### Requirements
Copy the lines of the listing verbatim, from the line containing "# test: mark the elephant leg, one" through the line containing "point(51, 196)", including both of those lines.

(Stored records)
------
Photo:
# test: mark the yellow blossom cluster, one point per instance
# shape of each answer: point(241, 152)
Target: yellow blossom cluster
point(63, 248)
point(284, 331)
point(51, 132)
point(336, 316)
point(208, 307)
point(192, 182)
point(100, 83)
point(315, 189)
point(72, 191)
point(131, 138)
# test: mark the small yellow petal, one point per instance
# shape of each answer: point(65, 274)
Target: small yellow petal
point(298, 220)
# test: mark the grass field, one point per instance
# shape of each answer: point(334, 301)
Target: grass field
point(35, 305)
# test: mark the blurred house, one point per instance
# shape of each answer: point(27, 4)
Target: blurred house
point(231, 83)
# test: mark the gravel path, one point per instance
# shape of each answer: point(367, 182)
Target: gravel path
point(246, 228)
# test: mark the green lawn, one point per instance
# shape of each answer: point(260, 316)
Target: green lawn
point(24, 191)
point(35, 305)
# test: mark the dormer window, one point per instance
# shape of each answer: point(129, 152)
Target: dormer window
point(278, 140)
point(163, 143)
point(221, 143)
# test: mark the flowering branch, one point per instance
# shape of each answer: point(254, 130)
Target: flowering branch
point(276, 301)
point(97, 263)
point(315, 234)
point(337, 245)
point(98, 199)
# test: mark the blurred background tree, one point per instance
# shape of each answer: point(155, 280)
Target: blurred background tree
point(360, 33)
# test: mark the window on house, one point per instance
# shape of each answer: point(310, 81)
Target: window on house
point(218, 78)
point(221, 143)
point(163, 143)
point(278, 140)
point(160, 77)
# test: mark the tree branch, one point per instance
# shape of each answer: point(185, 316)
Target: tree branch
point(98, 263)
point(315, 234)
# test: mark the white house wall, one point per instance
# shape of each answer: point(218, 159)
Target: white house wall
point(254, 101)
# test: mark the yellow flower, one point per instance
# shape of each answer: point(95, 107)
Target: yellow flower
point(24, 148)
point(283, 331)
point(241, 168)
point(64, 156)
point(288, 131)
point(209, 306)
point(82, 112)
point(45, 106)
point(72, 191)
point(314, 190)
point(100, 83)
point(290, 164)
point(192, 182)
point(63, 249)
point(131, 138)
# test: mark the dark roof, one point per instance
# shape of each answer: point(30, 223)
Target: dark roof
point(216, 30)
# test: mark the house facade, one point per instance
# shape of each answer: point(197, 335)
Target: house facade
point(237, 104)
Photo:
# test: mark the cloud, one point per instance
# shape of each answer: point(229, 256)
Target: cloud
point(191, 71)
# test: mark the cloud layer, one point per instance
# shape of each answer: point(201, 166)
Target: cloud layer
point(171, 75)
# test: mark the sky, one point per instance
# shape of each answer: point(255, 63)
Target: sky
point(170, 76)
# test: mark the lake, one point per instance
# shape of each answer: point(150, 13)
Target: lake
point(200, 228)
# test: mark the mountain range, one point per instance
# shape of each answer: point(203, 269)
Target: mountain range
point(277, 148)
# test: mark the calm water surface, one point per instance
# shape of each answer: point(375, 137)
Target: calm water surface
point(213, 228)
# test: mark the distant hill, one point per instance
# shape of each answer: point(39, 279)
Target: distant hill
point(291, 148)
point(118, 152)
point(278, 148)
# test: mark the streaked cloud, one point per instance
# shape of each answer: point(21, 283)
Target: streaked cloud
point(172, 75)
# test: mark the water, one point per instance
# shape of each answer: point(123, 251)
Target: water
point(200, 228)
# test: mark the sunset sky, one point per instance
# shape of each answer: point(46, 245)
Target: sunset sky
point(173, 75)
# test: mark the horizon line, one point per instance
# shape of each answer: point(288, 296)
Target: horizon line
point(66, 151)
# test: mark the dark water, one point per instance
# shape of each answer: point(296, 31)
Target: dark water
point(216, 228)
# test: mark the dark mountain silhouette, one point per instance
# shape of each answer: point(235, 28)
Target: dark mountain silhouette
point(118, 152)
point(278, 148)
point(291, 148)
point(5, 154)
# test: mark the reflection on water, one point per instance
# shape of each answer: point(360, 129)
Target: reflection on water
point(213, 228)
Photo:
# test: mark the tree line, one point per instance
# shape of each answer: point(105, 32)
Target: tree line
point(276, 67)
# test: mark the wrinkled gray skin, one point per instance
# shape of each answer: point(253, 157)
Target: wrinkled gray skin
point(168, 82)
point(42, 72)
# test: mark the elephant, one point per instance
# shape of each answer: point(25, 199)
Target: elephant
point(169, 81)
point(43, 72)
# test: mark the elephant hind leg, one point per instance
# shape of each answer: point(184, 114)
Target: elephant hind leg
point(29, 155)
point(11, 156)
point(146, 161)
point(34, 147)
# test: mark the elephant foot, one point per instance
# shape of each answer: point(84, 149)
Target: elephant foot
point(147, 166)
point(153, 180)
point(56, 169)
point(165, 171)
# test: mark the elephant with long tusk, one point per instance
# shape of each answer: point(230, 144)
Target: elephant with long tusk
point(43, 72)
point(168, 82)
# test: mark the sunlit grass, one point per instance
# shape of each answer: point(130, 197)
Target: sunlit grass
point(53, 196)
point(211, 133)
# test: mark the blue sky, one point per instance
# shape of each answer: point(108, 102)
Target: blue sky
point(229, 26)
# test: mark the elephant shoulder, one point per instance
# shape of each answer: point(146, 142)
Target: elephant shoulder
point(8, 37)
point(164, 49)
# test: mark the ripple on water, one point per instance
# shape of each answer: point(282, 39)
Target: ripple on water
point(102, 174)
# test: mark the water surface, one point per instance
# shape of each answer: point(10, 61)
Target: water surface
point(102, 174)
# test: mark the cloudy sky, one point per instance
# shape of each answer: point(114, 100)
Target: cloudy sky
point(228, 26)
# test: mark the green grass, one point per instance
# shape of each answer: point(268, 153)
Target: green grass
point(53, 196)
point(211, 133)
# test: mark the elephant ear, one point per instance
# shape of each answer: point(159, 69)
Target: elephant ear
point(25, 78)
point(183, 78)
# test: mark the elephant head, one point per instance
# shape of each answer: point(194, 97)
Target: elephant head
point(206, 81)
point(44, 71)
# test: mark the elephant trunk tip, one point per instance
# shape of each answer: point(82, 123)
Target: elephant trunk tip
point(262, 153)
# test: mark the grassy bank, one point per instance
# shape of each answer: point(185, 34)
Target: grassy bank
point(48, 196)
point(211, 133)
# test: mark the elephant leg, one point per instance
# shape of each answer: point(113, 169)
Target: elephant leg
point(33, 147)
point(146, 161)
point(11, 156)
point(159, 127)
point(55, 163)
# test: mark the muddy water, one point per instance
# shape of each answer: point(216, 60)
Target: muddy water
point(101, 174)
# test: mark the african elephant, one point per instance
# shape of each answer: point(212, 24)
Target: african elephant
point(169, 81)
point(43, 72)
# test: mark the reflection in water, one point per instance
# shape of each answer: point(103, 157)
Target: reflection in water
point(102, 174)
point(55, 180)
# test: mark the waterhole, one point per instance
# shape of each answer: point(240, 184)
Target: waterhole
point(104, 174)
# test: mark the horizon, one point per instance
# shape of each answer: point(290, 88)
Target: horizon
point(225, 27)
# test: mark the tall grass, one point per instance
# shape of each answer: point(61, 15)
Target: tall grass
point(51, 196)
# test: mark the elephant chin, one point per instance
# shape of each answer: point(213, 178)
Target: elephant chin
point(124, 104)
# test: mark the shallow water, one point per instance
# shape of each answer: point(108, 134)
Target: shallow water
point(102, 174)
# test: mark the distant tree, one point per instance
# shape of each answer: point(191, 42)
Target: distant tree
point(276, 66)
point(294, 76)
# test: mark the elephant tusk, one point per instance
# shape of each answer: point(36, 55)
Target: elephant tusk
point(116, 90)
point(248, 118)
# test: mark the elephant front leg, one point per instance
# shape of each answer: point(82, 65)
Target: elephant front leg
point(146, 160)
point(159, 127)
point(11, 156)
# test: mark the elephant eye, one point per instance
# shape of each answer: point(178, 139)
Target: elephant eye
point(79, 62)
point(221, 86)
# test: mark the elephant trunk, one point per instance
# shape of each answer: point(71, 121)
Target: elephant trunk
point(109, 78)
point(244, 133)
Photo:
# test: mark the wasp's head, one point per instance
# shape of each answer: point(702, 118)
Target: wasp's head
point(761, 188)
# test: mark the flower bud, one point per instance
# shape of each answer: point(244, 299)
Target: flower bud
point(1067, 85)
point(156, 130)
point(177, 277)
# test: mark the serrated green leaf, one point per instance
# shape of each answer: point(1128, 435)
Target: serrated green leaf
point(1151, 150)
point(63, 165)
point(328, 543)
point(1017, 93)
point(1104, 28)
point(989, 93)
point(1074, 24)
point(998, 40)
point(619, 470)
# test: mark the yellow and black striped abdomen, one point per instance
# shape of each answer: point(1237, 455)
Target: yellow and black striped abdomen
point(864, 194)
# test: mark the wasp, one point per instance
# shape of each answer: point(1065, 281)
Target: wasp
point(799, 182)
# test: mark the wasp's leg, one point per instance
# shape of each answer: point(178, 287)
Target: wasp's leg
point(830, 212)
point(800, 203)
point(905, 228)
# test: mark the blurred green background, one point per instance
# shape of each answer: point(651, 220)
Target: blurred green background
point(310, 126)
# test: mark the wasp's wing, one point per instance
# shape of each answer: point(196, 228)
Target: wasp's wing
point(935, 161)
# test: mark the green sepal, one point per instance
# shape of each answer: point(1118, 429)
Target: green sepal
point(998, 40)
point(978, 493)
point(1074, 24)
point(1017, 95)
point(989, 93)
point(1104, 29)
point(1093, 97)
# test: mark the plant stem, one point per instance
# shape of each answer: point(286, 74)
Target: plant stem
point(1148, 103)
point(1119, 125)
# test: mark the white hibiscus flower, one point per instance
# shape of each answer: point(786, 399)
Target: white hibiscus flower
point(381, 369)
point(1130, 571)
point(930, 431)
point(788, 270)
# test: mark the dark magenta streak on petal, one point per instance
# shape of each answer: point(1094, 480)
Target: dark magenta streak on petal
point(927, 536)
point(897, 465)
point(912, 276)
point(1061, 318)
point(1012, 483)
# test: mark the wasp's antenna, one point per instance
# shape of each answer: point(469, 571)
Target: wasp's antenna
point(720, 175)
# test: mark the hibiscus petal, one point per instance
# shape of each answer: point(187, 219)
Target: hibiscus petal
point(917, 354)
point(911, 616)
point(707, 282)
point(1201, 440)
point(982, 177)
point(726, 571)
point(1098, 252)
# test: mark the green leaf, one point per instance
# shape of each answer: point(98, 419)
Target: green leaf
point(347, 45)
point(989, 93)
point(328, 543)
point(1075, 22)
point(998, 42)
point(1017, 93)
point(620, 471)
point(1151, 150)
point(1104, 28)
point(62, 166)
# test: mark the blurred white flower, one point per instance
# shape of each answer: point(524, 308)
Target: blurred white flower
------
### Answer to the problem
# test: mark the elephant leg, one point per instance
# shape of each answer: point(113, 169)
Target: elephant leg
point(33, 147)
point(146, 161)
point(11, 156)
point(159, 127)
point(55, 163)
# test: mark the muddy water, one point per instance
# shape of each answer: point(216, 60)
Target: muddy water
point(101, 174)
# test: mark the african elephant, one point per instance
# shape of each answer: point(212, 24)
Target: african elephant
point(169, 81)
point(43, 72)
# test: mark the reflection in water, one point per instance
# shape of each answer: point(103, 157)
Target: reflection in water
point(102, 174)
point(55, 180)
# test: mark the waterhole, one point per instance
# shape of each answer: point(240, 184)
Target: waterhole
point(104, 174)
# test: mark the horizon, one point per instance
# shape of each answer: point(290, 88)
Target: horizon
point(225, 27)
# test: mark the tall grass, one point per instance
# shape of each answer: point(61, 15)
Target: tall grass
point(51, 196)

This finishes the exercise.